--- Data provided Enclosed Below ---

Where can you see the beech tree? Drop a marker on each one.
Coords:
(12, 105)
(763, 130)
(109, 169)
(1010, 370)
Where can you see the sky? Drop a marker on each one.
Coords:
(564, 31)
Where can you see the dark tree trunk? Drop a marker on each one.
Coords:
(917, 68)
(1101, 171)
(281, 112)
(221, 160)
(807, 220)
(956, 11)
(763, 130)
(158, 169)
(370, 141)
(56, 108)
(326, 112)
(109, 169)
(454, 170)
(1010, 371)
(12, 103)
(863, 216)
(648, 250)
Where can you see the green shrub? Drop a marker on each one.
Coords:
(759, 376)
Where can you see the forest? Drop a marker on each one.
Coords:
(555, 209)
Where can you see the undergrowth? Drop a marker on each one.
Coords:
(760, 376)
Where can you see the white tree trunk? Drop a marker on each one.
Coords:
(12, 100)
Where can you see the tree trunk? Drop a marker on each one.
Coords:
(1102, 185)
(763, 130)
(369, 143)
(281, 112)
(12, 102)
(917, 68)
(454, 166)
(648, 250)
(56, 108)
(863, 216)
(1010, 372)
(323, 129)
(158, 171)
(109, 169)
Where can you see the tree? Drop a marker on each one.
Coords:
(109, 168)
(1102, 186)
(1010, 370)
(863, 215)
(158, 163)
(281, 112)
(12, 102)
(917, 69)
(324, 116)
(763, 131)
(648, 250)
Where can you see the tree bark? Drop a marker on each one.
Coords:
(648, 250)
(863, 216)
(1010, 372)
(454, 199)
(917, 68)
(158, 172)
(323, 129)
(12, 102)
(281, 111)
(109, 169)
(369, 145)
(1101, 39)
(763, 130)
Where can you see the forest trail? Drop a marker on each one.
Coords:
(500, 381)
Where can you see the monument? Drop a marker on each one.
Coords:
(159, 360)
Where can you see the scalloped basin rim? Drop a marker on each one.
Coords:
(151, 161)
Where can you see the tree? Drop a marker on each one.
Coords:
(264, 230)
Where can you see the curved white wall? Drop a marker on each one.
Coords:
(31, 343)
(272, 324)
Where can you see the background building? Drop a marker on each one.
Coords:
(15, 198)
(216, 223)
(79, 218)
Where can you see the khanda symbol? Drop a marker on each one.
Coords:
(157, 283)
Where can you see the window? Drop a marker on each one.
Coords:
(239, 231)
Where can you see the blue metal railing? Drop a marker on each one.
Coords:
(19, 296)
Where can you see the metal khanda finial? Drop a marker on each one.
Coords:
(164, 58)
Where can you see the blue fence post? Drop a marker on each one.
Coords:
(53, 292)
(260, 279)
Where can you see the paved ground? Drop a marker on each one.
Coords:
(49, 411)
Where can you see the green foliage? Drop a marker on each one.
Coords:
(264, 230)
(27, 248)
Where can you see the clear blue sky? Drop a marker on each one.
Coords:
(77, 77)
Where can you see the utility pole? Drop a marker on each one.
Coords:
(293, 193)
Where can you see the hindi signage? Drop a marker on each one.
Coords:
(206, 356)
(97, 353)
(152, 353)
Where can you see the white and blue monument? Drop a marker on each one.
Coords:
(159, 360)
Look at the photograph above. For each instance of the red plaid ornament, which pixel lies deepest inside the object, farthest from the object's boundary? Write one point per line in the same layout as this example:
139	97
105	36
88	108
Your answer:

--- End of Enclosed Data provided ---

## Goal of the exercise
Return the listing in full, exactly.

## Answer to this problem
Where can you see the beech tree? Drop a marker on each one.
Coords:
(12, 105)
(763, 130)
(109, 169)
(1010, 370)
Where can you see the sky? Drop a marker on each one.
Coords:
(564, 31)
Where can you see the dark tree trunk? Drop a marker on each one.
Coords:
(917, 68)
(1101, 171)
(281, 112)
(221, 160)
(807, 220)
(956, 11)
(763, 130)
(158, 169)
(370, 141)
(56, 108)
(326, 112)
(109, 169)
(454, 170)
(1010, 371)
(12, 103)
(863, 216)
(648, 250)
Where can you see the green shrub? Drop a marker on each one.
Coords:
(759, 376)
Where can you see the forest? Drop a marker on each one.
Coords:
(555, 209)
Where can you see the undergrowth? Drop a marker on each one.
Coords:
(760, 376)
Where can you see the white tree trunk? Drop a marker on each one.
Coords:
(12, 100)
Where can you see the tree trunk? Drop a marker on each one.
Coords:
(1102, 185)
(763, 130)
(369, 143)
(281, 112)
(12, 102)
(917, 68)
(454, 166)
(648, 250)
(56, 108)
(863, 216)
(1010, 372)
(323, 129)
(158, 171)
(109, 169)
Where can you see the tree? Drop a marker on each one.
Coords:
(109, 168)
(1102, 186)
(1010, 370)
(863, 215)
(158, 163)
(281, 112)
(12, 102)
(917, 69)
(324, 116)
(763, 131)
(648, 250)
Where can you see the tree bark? Drop a marker on each one.
Coords:
(648, 250)
(863, 216)
(1010, 372)
(454, 199)
(917, 68)
(158, 172)
(323, 129)
(12, 102)
(281, 111)
(109, 169)
(369, 145)
(1101, 39)
(763, 130)
Where can you see the forest trail? Drop a marker on each one.
Coords:
(500, 381)
Where can you see the monument? Drop a marker on each one.
Coords:
(159, 360)
Where can you see the scalloped basin rim? Drop a marker on each one.
Coords:
(151, 161)
Where can you see the tree? Drop a marker on each one.
Coords:
(264, 230)
Where can you see the curved white wall? Drop a marker on each one.
Coords:
(31, 343)
(272, 324)
Where can you see the background building? Drop a marker on each one.
Coords:
(15, 198)
(216, 223)
(79, 218)
Where can you see the khanda symbol? Drop a marker on each one.
Coords:
(157, 283)
Where can you see the window? Drop a marker on each one.
Coords:
(239, 231)
Where can you see the blue metal railing? Drop a marker on each one.
Coords:
(19, 296)
Where can you see the metal khanda finial? Drop a marker on each one.
Coords:
(164, 58)
Where can you see the blue fence post? Drop a marker on each one.
Coords:
(53, 292)
(260, 279)
Where can you see the paved ground? Drop a marker on each one.
Coords:
(49, 411)
Where can you see the green foliage? Drop a marker on each one.
Coords:
(264, 230)
(27, 248)
Where can you see the clear blue sky? Drop a marker on each one.
Coords:
(77, 77)
Where can you see the utility pole? Drop a marker on each one.
Coords:
(293, 193)
Where can you see the hindi signage? Drop a marker on each one.
Coords:
(206, 356)
(97, 353)
(152, 353)
Where can you see the white and blue monument? Drop a marker on each one.
Coords:
(159, 360)
Look at the photograph above. For each instance of the red plaid ornament, which pixel lies deepest inside the object, farthest from the object's boundary? Write one point per line in the same layout as this example:
139	97
105	36
88	108
Your answer:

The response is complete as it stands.